-------- Article
Single by Bars and Melody

from the album 143
- Released: 25 July 2014
- Recorded: 2014
- Genre: Hip hop; pop; R&B;
- Length: 2:49
- Label: Syco Music
- Songwriter(s): Leondre Devries; Charlie Lenehan; Carl Mitchell; Fredrick Taylor; Thomas DeCarlo Callaway;
- Producer(s): Graham Stack; Matt Furmidge; Ash Howes;

Bars & Melody singles chronology
|  | "Hopeful" (2014) | "Keep Smiling" (2015) |

= Hopeful (Bars and Melody song) =

"Hopeful" is the debut single by British pop duo Bars and Melody. It is based on the lyrics and music of Twista's 2005 song "Hope", featuring Faith Evans. The song was released on 25 July 2014 through Syco Music. It debuted at number 5 on the UK Singles Chart, with sales of 40,191.

==Background==
Bars and Melody first performed the song when they auditioned for the eighth series of Britain's Got Talent in February 2014. They received judge Simon Cowell's golden buzzer and went straight through to the live shows. On 7 June, the duo finished in third place during the live final.
----------------
Exercise aim:
Copy out the article on "Hopeful" above in full, keeping every word, line, and mark of punctuation unchanged.
-------- Supplied material
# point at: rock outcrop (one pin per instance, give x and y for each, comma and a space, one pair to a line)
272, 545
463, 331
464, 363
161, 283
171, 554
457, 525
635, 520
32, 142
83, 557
----------------
Expected output:
Single by Bars and Melody

from the album 143
- Released: 25 July 2014
- Recorded: 2014
- Genre: Hip hop; pop; R&B;
- Length: 2:49
- Label: Syco Music
- Songwriter(s): Leondre Devries; Charlie Lenehan; Carl Mitchell; Fredrick Taylor; Thomas DeCarlo Callaway;
- Producer(s): Graham Stack; Matt Furmidge; Ash Howes;

Bars & Melody singles chronology
|  | "Hopeful" (2014) | "Keep Smiling" (2015) |

= Hopeful (Bars and Melody song) =

"Hopeful" is the debut single by British pop duo Bars and Melody. It is based on the lyrics and music of Twista's 2005 song "Hope", featuring Faith Evans. The song was released on 25 July 2014 through Syco Music. It debuted at number 5 on the UK Singles Chart, with sales of 40,191.

==Background==
Bars and Melody first performed the song when they auditioned for the eighth series of Britain's Got Talent in February 2014. They received judge Simon Cowell's golden buzzer and went straight through to the live shows. On 7 June, the duo finished in third place during the live final.